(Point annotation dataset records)
** BEGIN **

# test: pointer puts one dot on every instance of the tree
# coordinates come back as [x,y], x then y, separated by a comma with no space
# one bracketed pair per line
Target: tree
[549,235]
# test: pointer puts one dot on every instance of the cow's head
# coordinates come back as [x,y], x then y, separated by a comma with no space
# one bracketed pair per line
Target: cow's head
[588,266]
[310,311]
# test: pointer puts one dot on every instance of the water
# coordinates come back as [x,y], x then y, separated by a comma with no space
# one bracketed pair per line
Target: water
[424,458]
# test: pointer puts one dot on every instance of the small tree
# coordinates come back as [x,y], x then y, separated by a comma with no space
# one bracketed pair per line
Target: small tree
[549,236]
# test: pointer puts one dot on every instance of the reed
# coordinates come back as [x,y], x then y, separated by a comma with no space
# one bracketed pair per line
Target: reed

** END **

DESCRIPTION OF THE TASK
Could you change "pointer" to "annotator" throughout the records above and leave all other text unchanged?

WRITTEN RESPONSE
# test: annotator puts one dot on every instance of the tree
# coordinates come back as [x,y], x then y, separated by a comma with no space
# one bracketed pair per line
Target: tree
[549,235]
# test: annotator puts one dot on every instance of the cow's head
# coordinates come back as [x,y], x then y, separated by a comma with no space
# one bracketed pair per line
Target: cow's head
[588,266]
[310,311]
# test: annotator puts one dot on every instance of the water
# coordinates come back as [x,y], x then y, separated by a comma with no space
# one bracketed pair per line
Target: water
[424,458]
# test: annotator puts one dot on every instance of the small tree
# coordinates come back as [x,y], x then y, separated by a comma with no space
# one bracketed pair per line
Target: small tree
[549,236]
# test: annotator puts one dot on every instance of the reed
# coordinates come back as [x,y], x then y, separated by a comma with no space
# one bracketed pair per line
Target: reed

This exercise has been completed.